Querido/a lector/a, hace más de una docena de años que nació mi nieto Bruno y, para celebrarlo, le escribí un artículo. Recuerdo que le advertí que venía al mejor mundo pero, a pesar de ello, aún encontraría hostilidad porque aún era necesaria mucha humanidad o preocupación por la justicia social y el bien común. Por ello le garanticé que nunca caminaría solo. Hoy tiene pinta de saxofonista de jazz y lo necesito yo más a él que él a mí.

Años después nació Chloé, mi segunda nieta y a la que nunca le dedique unas líneas. Pero al nacer durante la resaca de la crisis financiera y en medio de políticas austericidas que castigaban a la mujer, me preocupaba su futuro. Inquietud que desapareció cuando siendo pequeña la vi pedir pan. Confieso que, como el sonido del pan parecía un tiro y sus dientes cuchillos, pensé que podía caminar sola. Hoy es una rubita con ojos azules que acompaño a escuela, cogidos de la mano y hablando de sus inquietudes. Aunque, lo más sentido, es que no entrará a clase sin lanzarme antes un beso más útil que un «vaya usted con Dios».

_DATOS REGISTRADOS_.

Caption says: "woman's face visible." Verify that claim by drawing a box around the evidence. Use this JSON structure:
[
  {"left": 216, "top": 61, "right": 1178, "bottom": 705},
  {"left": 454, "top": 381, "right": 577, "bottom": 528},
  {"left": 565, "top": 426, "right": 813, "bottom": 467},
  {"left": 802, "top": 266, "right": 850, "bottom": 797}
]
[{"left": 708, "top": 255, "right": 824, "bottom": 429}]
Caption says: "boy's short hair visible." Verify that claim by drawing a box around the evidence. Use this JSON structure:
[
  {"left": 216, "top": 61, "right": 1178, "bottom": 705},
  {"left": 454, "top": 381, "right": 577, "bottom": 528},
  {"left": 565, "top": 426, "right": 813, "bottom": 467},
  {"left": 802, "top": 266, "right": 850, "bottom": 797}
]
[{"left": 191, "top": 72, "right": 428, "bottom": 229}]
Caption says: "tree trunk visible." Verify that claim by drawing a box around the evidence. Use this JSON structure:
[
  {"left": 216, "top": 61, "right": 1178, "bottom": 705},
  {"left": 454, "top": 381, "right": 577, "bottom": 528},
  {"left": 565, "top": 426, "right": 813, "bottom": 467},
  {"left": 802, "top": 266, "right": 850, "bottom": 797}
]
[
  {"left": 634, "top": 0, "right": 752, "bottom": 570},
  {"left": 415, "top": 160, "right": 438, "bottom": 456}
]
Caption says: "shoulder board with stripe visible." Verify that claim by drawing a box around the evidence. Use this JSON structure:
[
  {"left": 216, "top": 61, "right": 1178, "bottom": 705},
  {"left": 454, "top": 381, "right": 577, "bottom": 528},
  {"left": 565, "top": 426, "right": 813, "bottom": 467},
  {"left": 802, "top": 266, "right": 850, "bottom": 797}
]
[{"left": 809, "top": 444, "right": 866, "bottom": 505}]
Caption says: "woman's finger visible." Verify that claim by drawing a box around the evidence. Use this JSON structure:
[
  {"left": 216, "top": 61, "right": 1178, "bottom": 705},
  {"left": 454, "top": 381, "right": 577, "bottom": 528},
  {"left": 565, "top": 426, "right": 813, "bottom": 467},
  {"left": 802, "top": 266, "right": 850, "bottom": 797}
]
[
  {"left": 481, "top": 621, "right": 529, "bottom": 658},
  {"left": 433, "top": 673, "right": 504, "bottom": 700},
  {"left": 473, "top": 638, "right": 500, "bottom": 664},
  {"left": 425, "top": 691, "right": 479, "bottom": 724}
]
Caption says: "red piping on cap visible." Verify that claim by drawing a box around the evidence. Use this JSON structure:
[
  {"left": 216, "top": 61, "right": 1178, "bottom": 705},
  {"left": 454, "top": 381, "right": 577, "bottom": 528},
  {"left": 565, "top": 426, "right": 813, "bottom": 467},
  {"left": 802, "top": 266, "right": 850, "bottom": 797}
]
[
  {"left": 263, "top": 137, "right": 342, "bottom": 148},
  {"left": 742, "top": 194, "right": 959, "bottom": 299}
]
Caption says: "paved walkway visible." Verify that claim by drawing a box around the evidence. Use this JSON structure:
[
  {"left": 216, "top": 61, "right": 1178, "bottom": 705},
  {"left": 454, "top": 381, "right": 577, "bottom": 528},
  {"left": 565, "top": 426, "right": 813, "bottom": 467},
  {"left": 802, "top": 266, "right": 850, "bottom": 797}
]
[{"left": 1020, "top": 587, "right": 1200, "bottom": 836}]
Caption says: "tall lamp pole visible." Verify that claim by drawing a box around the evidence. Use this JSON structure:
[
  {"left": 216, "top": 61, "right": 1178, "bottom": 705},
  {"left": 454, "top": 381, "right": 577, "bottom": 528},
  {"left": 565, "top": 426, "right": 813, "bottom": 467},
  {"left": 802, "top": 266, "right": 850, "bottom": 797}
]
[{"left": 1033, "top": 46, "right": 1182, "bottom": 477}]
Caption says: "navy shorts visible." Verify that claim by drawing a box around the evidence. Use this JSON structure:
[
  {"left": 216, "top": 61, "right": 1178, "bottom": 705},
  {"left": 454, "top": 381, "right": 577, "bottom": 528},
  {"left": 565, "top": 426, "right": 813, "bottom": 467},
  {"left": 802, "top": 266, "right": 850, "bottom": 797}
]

_TAREA A_. Según el texto sobre los nietos, ¿qué pinta tiene hoy Bruno?
_TAREA B_. Prolonga el texto sobre los nietos a partir de su última oración.

_RESPUESTA ESPERADA A_. Tiene pinta de saxofonista de jazz.

_RESPUESTA ESPERADA B_.
Por cierto, no todo acaba ahí. Estos días ha nacido mi tercera nieta, Olívia, la de Catalunya, la de Lleida. Posiblemente, al querer nacer en medio del covid-19 y la cuarentena, casi sola y durante un día que aún murieron más de 200 personas, es la valiente de la familia. No obstante, lo indudable es que su presencia confirma que el amor es el más fuerte de los sentimientos. Tanto es así que a Tere y a mí, a pesar de no tener su recuerdo porque aún no la conocemos, ya no la olvidamos y su ausencia nos duele porque ya la queremos y forma parte de nuestros sueños. Espero el día en que se pueda bañar en las aguas del Mediterráneo y se haga partícipe su historia. Gracias, nietos. Vuestra presencia nos mejora al exigirnos amor. Gracias, nietos.